Start of EXERCISE DATA
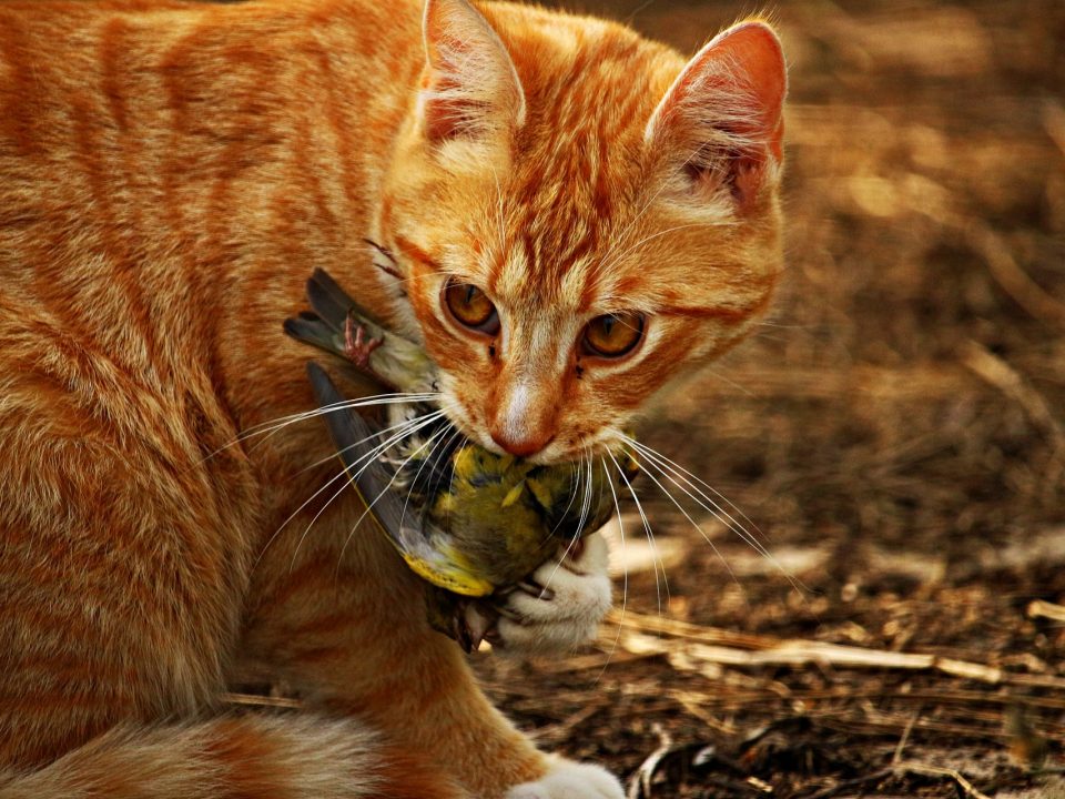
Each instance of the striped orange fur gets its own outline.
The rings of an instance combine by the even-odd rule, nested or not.
[[[312,407],[281,322],[324,267],[424,340],[471,438],[609,445],[767,306],[783,61],[758,22],[686,62],[478,8],[0,3],[3,799],[491,798],[548,768],[358,499],[297,509],[321,425],[233,442]],[[580,350],[628,311],[631,354]],[[306,712],[221,708],[252,667]]]

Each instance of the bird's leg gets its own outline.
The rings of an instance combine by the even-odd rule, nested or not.
[[[369,365],[369,354],[382,344],[384,341],[381,338],[367,338],[366,328],[356,324],[351,314],[344,320],[344,354],[353,364],[374,377],[378,375],[374,374],[373,366]]]
[[[392,391],[398,391],[392,381],[386,380],[377,373],[373,364],[369,363],[369,355],[377,347],[384,344],[384,338],[369,338],[366,336],[366,327],[356,322],[352,314],[344,320],[344,355],[364,374],[373,377],[383,386]]]

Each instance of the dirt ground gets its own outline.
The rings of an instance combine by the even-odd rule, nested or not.
[[[578,7],[691,52],[759,4]],[[785,285],[640,429],[746,534],[645,479],[599,646],[477,669],[632,797],[1065,797],[1065,3],[775,18]]]

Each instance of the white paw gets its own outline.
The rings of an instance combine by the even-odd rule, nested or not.
[[[504,650],[560,651],[595,638],[610,609],[607,542],[594,533],[581,544],[579,555],[548,560],[532,573],[529,586],[506,598],[493,644]]]
[[[511,788],[507,799],[625,799],[625,791],[601,766],[556,758],[542,778]]]

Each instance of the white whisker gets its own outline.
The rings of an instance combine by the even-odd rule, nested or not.
[[[621,504],[618,502],[618,493],[613,488],[613,479],[610,477],[610,469],[607,467],[607,461],[602,455],[599,456],[599,462],[602,464],[602,471],[607,473],[607,485],[610,486],[610,496],[613,498],[613,509],[618,514],[618,530],[621,534],[621,565],[623,569],[621,572],[621,616],[618,618],[618,634],[613,637],[613,646],[610,647],[607,661],[602,665],[602,670],[599,672],[599,676],[596,677],[596,681],[592,685],[599,685],[599,680],[602,679],[602,675],[606,674],[607,667],[613,659],[613,654],[618,650],[618,644],[621,641],[621,630],[625,625],[625,607],[629,600],[629,568],[625,563],[625,522],[621,520]]]
[[[627,436],[626,436],[627,437]],[[652,563],[655,565],[655,593],[658,597],[658,615],[662,615],[662,589],[658,581],[658,568],[659,565],[662,568],[662,583],[666,586],[666,598],[670,598],[669,595],[669,579],[666,577],[666,564],[662,562],[661,557],[658,554],[658,547],[655,546],[655,535],[651,533],[651,523],[647,519],[647,514],[643,513],[643,506],[640,504],[640,498],[636,495],[636,492],[632,489],[632,483],[629,482],[628,476],[625,474],[625,471],[621,468],[621,465],[618,463],[618,459],[613,456],[609,449],[607,455],[610,461],[613,462],[615,468],[618,469],[618,474],[621,475],[621,479],[625,481],[626,488],[629,489],[629,494],[632,495],[632,500],[636,503],[636,509],[640,514],[640,519],[643,522],[643,532],[647,534],[647,542],[651,547]]]

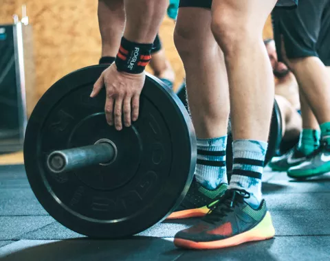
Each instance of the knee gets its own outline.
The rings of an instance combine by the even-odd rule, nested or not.
[[[226,14],[212,17],[211,30],[226,57],[234,55],[243,47],[248,47],[249,43],[254,44],[260,38],[256,28],[243,21],[233,22],[232,18]]]
[[[190,56],[195,49],[195,34],[187,28],[182,28],[177,25],[174,31],[174,43],[182,60]]]
[[[310,59],[315,59],[318,58],[316,56],[305,56],[305,57],[300,57],[300,58],[287,58],[286,56],[285,58],[285,62],[286,63],[286,65],[288,67],[288,68],[295,72],[297,70],[298,70],[299,67],[300,67],[301,65],[305,65],[306,62],[309,60]]]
End of EXERCISE DATA
* EXERCISE: Present every line of the data above as a numbered list, omitting the blank lines and leaving out the pictures.

* EXPECTED ANSWER:
1. Each instance of the striped orange fur gets its own outline.
2. The rings of an instance combine by the even-odd rule, nested or not.
3. [[[312,407],[281,322],[324,267],[424,340],[471,438],[609,445],[767,306],[783,61],[758,22],[686,62],[478,8],[0,3],[3,799],[491,798],[548,768],[358,499],[297,509],[321,425],[233,442]],[[580,350],[628,311],[631,354]],[[306,712],[221,708],[252,667]]]
4. Each instance of the bird's leg gets its own outline.
5. The rings of an instance combine by the even-odd rule, nested or not.
6. [[[369,365],[369,354],[382,344],[384,341],[381,338],[367,338],[366,328],[356,324],[351,314],[344,320],[344,354],[353,364],[374,377],[378,375],[374,374],[373,366]]]
7. [[[392,391],[398,391],[392,381],[386,380],[377,373],[373,364],[369,363],[369,355],[377,347],[384,344],[384,338],[369,338],[366,336],[366,327],[356,322],[352,314],[344,320],[344,355],[364,374],[373,377],[383,386]]]
8. Each instance of the dirt ground gets its own outline.
9. The rings of an instance combine by the even-odd rule, nested or not.
10. [[[578,7],[691,52],[759,4]],[[785,285],[640,429],[746,534],[645,479],[599,646],[477,669],[632,797],[1065,797],[1065,3],[775,18]]]
11. Each instance of the white paw gets its own outline.
12. The rings of an instance combine by the even-odd rule, nested or not.
13. [[[504,650],[560,651],[595,638],[610,609],[607,542],[594,533],[581,544],[579,555],[548,560],[532,573],[529,586],[506,598],[493,644]]]
14. [[[511,788],[507,799],[625,799],[625,791],[601,766],[556,758],[542,778]]]
15. Each instance of the white whisker gets its own outline.
16. The rings of an instance combine by the even-odd rule, nested or not.
17. [[[621,504],[618,502],[618,493],[613,488],[613,479],[610,477],[610,469],[607,467],[607,461],[602,455],[599,456],[599,462],[602,464],[602,471],[607,473],[607,485],[610,486],[610,496],[613,498],[613,509],[618,514],[618,530],[621,534],[621,565],[623,569],[621,572],[621,616],[618,618],[618,634],[613,637],[613,646],[610,647],[607,661],[602,665],[602,670],[599,672],[599,676],[596,677],[596,681],[592,685],[599,685],[599,680],[602,679],[602,675],[606,674],[607,667],[613,659],[613,654],[618,650],[618,644],[621,641],[621,630],[625,625],[625,607],[629,600],[629,568],[625,563],[625,522],[621,520]]]
18. [[[627,436],[626,436],[627,437]],[[652,563],[655,565],[655,593],[658,597],[658,615],[662,615],[662,589],[658,581],[658,568],[659,565],[662,568],[662,583],[666,586],[666,598],[670,598],[669,595],[669,579],[666,577],[666,564],[662,562],[661,557],[658,554],[658,547],[655,546],[655,535],[651,533],[651,523],[647,519],[647,514],[643,513],[643,506],[640,504],[640,498],[636,495],[636,492],[632,489],[632,483],[629,482],[628,476],[625,474],[625,471],[621,468],[621,465],[618,463],[618,459],[613,456],[609,449],[607,455],[610,461],[613,462],[615,468],[618,469],[618,474],[621,475],[621,479],[625,481],[626,488],[629,489],[629,494],[632,495],[632,500],[636,503],[636,509],[640,514],[640,519],[643,522],[643,532],[647,534],[647,542],[651,547]]]
19. Each instance of the knee gets its own outline.
20. The rings of an instance combine by the even-odd rule, nested or not.
21. [[[226,14],[212,17],[211,30],[226,57],[234,55],[243,47],[248,47],[249,43],[254,44],[260,38],[256,28],[243,21],[233,22],[232,18]]]
22. [[[190,56],[195,49],[195,34],[187,28],[182,28],[177,25],[174,31],[174,43],[182,60]]]
23. [[[310,59],[315,59],[318,58],[316,56],[305,56],[305,57],[300,57],[300,58],[287,58],[286,56],[285,58],[285,62],[286,63],[286,65],[288,67],[288,68],[295,72],[297,70],[298,70],[299,67],[300,67],[301,65],[305,65],[306,62],[309,60]]]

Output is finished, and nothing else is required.